PROVIDED DATA
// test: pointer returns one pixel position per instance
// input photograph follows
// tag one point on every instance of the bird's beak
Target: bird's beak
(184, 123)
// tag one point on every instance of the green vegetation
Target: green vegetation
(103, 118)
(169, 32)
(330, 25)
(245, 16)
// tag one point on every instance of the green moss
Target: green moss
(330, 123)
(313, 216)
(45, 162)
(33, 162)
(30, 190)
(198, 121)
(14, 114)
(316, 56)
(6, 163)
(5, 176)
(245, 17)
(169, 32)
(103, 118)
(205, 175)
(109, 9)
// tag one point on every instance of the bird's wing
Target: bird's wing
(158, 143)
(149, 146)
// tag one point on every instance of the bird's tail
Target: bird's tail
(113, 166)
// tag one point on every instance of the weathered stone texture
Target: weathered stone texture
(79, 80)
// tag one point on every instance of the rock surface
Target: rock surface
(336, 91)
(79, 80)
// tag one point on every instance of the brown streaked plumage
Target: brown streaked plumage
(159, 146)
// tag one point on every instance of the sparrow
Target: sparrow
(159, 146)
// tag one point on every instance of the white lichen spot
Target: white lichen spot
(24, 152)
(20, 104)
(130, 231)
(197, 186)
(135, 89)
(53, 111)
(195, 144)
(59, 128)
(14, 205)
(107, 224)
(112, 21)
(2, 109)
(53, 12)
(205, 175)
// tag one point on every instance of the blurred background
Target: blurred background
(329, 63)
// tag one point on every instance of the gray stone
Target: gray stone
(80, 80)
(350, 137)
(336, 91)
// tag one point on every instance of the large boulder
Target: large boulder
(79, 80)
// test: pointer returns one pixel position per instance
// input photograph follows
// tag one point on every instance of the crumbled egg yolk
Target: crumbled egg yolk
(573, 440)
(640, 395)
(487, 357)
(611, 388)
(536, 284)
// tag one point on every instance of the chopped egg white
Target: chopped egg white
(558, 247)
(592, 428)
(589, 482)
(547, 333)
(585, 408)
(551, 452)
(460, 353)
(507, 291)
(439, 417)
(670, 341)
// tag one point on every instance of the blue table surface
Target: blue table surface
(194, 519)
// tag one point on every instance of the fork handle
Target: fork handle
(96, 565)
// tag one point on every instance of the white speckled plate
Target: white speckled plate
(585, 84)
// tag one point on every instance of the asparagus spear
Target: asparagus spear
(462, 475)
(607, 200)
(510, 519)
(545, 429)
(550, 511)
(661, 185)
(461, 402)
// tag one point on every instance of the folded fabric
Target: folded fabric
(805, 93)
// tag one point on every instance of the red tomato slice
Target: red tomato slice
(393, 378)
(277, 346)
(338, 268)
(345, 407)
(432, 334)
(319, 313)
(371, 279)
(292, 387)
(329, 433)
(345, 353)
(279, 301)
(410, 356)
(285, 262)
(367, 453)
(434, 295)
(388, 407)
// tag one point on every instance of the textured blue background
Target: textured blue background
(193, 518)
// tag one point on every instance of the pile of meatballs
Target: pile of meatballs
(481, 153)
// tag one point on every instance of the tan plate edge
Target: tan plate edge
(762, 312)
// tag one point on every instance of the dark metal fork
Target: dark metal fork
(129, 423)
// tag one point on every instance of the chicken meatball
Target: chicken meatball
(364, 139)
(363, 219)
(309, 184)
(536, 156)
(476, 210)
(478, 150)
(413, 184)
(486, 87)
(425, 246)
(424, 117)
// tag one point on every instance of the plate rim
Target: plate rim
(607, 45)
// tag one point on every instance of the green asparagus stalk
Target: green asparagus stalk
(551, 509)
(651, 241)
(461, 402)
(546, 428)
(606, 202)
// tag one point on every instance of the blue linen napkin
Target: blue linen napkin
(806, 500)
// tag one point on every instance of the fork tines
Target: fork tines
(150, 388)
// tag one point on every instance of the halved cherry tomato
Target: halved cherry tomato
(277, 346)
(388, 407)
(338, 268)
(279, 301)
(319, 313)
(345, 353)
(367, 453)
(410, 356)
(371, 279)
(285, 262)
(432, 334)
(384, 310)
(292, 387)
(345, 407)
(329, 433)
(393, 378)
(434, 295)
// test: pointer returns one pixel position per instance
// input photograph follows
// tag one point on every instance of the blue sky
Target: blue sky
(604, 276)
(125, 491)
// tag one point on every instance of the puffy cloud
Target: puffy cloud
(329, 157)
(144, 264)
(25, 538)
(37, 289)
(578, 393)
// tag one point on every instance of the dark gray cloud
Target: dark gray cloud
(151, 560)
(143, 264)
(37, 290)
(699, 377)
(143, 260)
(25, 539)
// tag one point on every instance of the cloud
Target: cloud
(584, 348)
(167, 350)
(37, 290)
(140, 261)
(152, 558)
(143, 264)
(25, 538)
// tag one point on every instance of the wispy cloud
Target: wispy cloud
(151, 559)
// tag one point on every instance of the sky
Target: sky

WORK REQUIRED
Output the material above in full. Change nothing.

OUTPUT FOR THIS EXERCISE
// test: pointer returns one pixel position per instance
// input photograph follows
// tag one point on every instance of the bird's beak
Target: bird's beak
(184, 123)
// tag one point on every instance of the green vegetation
Target: green vegetation
(103, 118)
(169, 32)
(330, 25)
(245, 16)
// tag one point on every instance of the green moss
Target: green moss
(330, 123)
(313, 216)
(45, 162)
(33, 162)
(30, 190)
(198, 121)
(14, 114)
(316, 56)
(6, 163)
(5, 176)
(245, 17)
(169, 32)
(103, 118)
(205, 175)
(109, 9)
// tag one point on every instance of the bird's wing
Target: bird's wing
(158, 143)
(149, 146)
// tag one point on every instance of the bird's tail
Target: bird's tail
(113, 166)
// tag one point on every instance of the weathered stone texture
Target: weathered stone texture
(79, 80)
// tag one point on every instance of the rock surface
Target: rock surface
(336, 91)
(79, 80)
// tag one point on every instance of the brown streaked plumage
Target: brown streaked plumage
(159, 146)
// tag one point on every instance of the sparrow
Target: sparrow
(159, 146)
// tag one point on every instance of the white lichen spot
Target: white lichen spot
(24, 152)
(20, 104)
(130, 231)
(197, 186)
(135, 89)
(53, 111)
(195, 144)
(59, 128)
(14, 205)
(107, 224)
(112, 21)
(2, 109)
(53, 12)
(205, 175)
// tag one point on every instance of the blurred background
Target: blurred background
(329, 63)
// tag one point on every instance of the gray stone
Target: gray stone
(80, 80)
(350, 137)
(336, 91)
// tag one point on every instance of the large boulder
Target: large boulder
(79, 80)
// test: pointer returns one pixel position per instance
// input photograph follows
// tag one point on every instance of the crumbled egg yolk
Target: crumbled egg yolk
(573, 440)
(640, 395)
(487, 357)
(611, 388)
(536, 284)
// tag one point on every instance of the chopped egg white
Target: chopped egg white
(558, 247)
(592, 428)
(589, 482)
(547, 333)
(585, 408)
(551, 452)
(460, 353)
(507, 291)
(439, 417)
(670, 341)
// tag one point on every instance of the blue table surface
Target: blue table surface
(194, 519)
// tag one point on every instance of the fork handle
Target: fork handle
(96, 565)
// tag one point on every instance of the white speckled plate
Target: white speckled plate
(585, 84)
// tag one point on every instance of the asparagus spear
Target: asparagus spear
(462, 475)
(607, 200)
(510, 519)
(545, 429)
(550, 511)
(661, 185)
(461, 402)
// tag one point on every instance of the folded fabric
Target: folded fabric
(805, 93)
// tag one point on every instance of the red tomato slice
Target: red tomato slice
(393, 378)
(277, 346)
(338, 268)
(345, 407)
(432, 334)
(319, 313)
(371, 279)
(292, 387)
(329, 433)
(345, 353)
(279, 301)
(410, 356)
(285, 262)
(367, 453)
(434, 295)
(388, 407)
// tag one point on every instance of the textured blue background
Target: textured blue background
(193, 518)
// tag one point on every instance of the pile of meatballs
Target: pile of meatballs
(481, 153)
// tag one point on every instance of the tan plate edge
Target: tan plate edge
(762, 312)
// tag one point on every instance of the dark metal fork
Target: dark metal fork
(129, 423)
// tag one point on every instance of the chicken meatball
Target: chicken meatball
(364, 139)
(363, 219)
(309, 184)
(536, 156)
(476, 210)
(478, 150)
(413, 184)
(486, 87)
(425, 246)
(424, 117)
// tag one point on every instance of the plate rim
Target: plate rim
(607, 45)
// tag one point on every instance of the green asparagus stalk
Target: green asparagus stalk
(551, 509)
(651, 241)
(461, 402)
(546, 428)
(606, 202)
// tag one point on every instance of the blue linen napkin
Target: blue linen napkin
(806, 500)
// tag one point on every instance of the fork tines
Target: fork tines
(150, 388)
// tag one point on every instance of the halved cherry tomato
Target: halved cherry tomato
(277, 346)
(388, 407)
(338, 268)
(279, 301)
(319, 313)
(345, 353)
(367, 453)
(410, 356)
(371, 279)
(285, 262)
(432, 334)
(384, 310)
(292, 387)
(345, 407)
(329, 433)
(393, 378)
(434, 295)
// test: pointer returns one pixel position per instance
// input photograph follows
// tag one point on every instance of the blue sky
Target: blue sky
(604, 276)
(125, 491)
// tag one point on every instance of the puffy cloud
Target: puffy cloud
(329, 157)
(144, 264)
(25, 538)
(37, 289)
(578, 393)
// tag one point on every instance of the dark gray cloud
Target: dark gray cloud
(151, 560)
(143, 264)
(37, 290)
(699, 377)
(143, 260)
(25, 539)
// tag one point on every instance of the cloud
Target: cloud
(584, 348)
(167, 350)
(37, 290)
(140, 261)
(152, 558)
(143, 264)
(25, 538)
// tag one point on every instance of the wispy cloud
Target: wispy cloud
(151, 559)
// tag one point on every instance of the sky
Target: sky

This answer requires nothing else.